_TASK REQUIREMENTS:_
(a) In the bookcase history post, who suggested putting books on the clinic's shelves again?
(b) In the bookcase history post, turn the paragraph beginning "When we started going to the UNC Pediatric Oncology Clinic" into a short list of its main facts.
(c) Carry on the bookcase history post from its last sentence.

Saturday, September 29, 2007

Bookcase History

When we started going to the UNC Pediatric Oncology Clinic 3 ½ years ago, there was a wooden bookcase in the hall and usually there were some new books on there and we were told if we were interested we could take them home. Karl and I always looked, but usually didn’t find much of interest. The bookcase donations were started by a woman who had been an educator for years, loved children and she too was being treated for cancer. The books were from a publisher and were pre-proof copies. At some point this nice woman died and the flow of books stopped. For a couple of years those shelves have held the odd assortment of magazines that often end up in a doctor’s office.

A couple of weeks after Karl died in March, Chink and I agreed that we would like to do something for the clinic. They had been so kind to us and we were thinking there must be something we could buy for them. Dr. Gold suggested we put books on the shelves again. He knew how much Karl enjoyed reading and he daily saw those empty shelves. I thought it was a great idea and took it on as a project. I contacted our loyal friends who had supported us for three years and many of the local ones wanted to get involved. I asked Valerie to be a drop off point and we got the word out that we wanted new or gently used children’s books—preschool to early teens. Many people donated books their children had out grown and that got us started. The main difference between this supply of books and the ones that used to be on those shelves is that these are books our children have loved and read.

_DATA UNDER STUDY:_
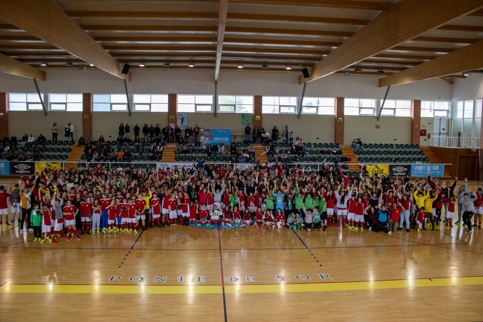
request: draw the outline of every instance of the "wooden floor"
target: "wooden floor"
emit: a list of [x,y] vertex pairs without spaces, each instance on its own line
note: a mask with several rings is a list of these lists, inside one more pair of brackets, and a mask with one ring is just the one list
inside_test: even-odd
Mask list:
[[55,245],[4,225],[0,321],[481,321],[483,231],[455,226],[155,227]]

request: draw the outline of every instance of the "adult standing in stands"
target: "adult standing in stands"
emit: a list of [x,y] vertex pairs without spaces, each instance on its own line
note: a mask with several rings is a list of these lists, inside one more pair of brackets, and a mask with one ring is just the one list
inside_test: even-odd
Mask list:
[[59,126],[57,125],[57,123],[54,123],[54,125],[52,126],[52,140],[57,141],[57,135],[59,133]]

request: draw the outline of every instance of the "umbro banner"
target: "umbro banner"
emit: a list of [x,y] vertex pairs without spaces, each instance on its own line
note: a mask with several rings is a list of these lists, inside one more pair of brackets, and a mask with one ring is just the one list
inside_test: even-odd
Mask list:
[[409,164],[389,165],[389,175],[405,177],[411,175],[411,165]]
[[20,174],[20,171],[23,175],[35,174],[35,163],[10,161],[10,174]]

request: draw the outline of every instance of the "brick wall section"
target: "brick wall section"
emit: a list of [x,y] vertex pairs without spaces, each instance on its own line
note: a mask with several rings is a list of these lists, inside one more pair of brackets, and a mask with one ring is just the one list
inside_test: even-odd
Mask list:
[[[341,118],[342,122],[339,122]],[[339,144],[344,144],[344,98],[338,97],[335,99],[335,142]]]
[[0,113],[3,117],[0,117],[0,139],[8,136],[8,93],[0,93]]
[[[256,116],[260,116],[260,119],[256,120]],[[253,126],[252,127],[252,131],[255,128],[255,126],[260,128],[261,126],[263,126],[262,125],[262,118],[263,118],[263,116],[262,114],[262,96],[256,95],[253,97]],[[257,141],[256,143],[261,143],[260,142],[259,138],[257,138],[256,140]]]
[[421,127],[421,101],[418,99],[411,101],[411,144],[419,144],[419,135]]
[[[86,115],[88,116],[87,118]],[[92,137],[92,94],[90,93],[82,94],[82,136],[86,141],[89,137]],[[74,129],[74,133],[75,133],[75,129]]]

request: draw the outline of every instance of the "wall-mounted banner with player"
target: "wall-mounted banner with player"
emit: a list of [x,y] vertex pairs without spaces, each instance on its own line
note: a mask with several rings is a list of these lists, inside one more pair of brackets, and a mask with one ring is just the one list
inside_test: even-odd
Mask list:
[[182,130],[184,130],[188,126],[188,113],[178,113],[177,117],[178,118],[178,127]]
[[22,175],[24,175],[35,174],[35,163],[10,161],[10,174],[18,175],[21,171]]
[[213,145],[213,143],[216,143],[217,145],[219,145],[220,142],[223,142],[224,145],[228,144],[230,146],[231,141],[231,130],[215,130],[204,129],[204,133],[200,137],[199,141],[201,145],[205,147],[208,143]]
[[412,177],[442,177],[444,175],[444,164],[412,164]]
[[405,177],[411,174],[411,165],[409,164],[390,164],[389,175]]

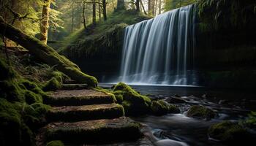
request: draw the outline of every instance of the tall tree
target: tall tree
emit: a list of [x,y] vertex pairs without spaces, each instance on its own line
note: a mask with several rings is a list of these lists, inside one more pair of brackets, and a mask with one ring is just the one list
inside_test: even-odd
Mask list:
[[158,14],[161,14],[162,11],[162,0],[159,0],[159,12]]
[[96,0],[92,0],[92,24],[96,25]]
[[151,0],[148,0],[148,13],[151,13]]
[[106,0],[102,0],[102,9],[104,20],[107,20],[107,2]]
[[140,12],[140,0],[136,0],[135,1],[136,10]]
[[40,40],[43,43],[47,44],[49,28],[49,12],[50,0],[44,0],[44,2],[45,4],[42,7],[42,22],[40,26]]
[[148,15],[145,10],[145,7],[144,7],[143,3],[142,2],[142,0],[140,0],[140,6],[141,6],[142,9],[143,9],[144,14]]
[[86,1],[83,1],[83,27],[86,28]]
[[124,0],[117,0],[116,9],[124,9]]
[[102,18],[102,8],[100,7],[100,0],[98,1],[98,7],[99,7],[99,19]]

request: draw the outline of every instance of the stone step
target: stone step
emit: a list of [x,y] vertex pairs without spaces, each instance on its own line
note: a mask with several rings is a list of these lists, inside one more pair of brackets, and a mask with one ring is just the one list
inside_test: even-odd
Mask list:
[[80,121],[122,116],[124,116],[124,111],[121,105],[106,104],[52,107],[47,119],[49,121]]
[[52,123],[39,130],[37,145],[51,140],[73,144],[105,144],[135,141],[142,137],[140,125],[129,118],[75,123]]
[[63,83],[64,83],[64,84],[77,84],[78,82],[75,80],[64,80],[63,82]]
[[48,96],[44,103],[52,106],[112,104],[116,100],[112,95],[91,89],[57,91],[50,93]]
[[69,91],[69,90],[81,90],[87,89],[87,84],[63,84],[61,90]]

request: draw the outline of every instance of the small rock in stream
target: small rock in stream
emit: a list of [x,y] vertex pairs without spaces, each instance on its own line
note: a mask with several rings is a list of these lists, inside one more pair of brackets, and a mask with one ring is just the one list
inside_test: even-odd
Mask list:
[[165,101],[171,104],[184,104],[187,102],[184,99],[181,99],[181,97],[176,96],[168,97],[165,99]]
[[219,104],[227,104],[228,103],[229,103],[229,101],[227,100],[220,100],[219,101]]

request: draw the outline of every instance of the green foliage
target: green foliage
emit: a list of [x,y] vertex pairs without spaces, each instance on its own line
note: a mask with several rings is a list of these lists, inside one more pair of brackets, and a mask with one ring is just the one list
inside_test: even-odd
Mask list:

_RESPONSES BY ITEM NUMBER:_
(a) Dr. Gold suggested it.

(b)
- About 3 ½ years earlier, a wooden bookcase in the hall of the UNC Pediatric Oncology Clinic usually held new books that families could take home.
- Karl and the writer always looked but seldom found much of interest.
- A woman who had been an educator for years, loved children and was also being treated for cancer started the donations.
- The books were pre-proof copies from a publisher.
- After she died, the books stopped coming.
- For a couple of years, the shelves have held the odd assortment of magazines often found in a doctor's office.

(c)
The clinic staff is so pleased to have these books for the young patients they care so much about. They tell me it has become the first place most of the kids head to after they have been checked in. They want to find a book. Dr. Gold is amazed how popular the books are even though it was his idea in the first place. The children can read the books while they are in the clinic or take them home if they want to. They have a lot of boring waiting around time—in the clinic and in the
car ride home. The books give them comfort they so desperately need.

Since I've been a mom and go to the clinic every two weeks to restock the shelves, I can see and have a good feel for what the kids will like. New preschool boardbooks and new releases are needed and I'd like to have the money to buy these. I can get discounts from local bookstores because I am buying books for the hospital and have ordered online and gotten good deals. This is why we are asking for money donations.

Thanks to those who have helped me make this possible.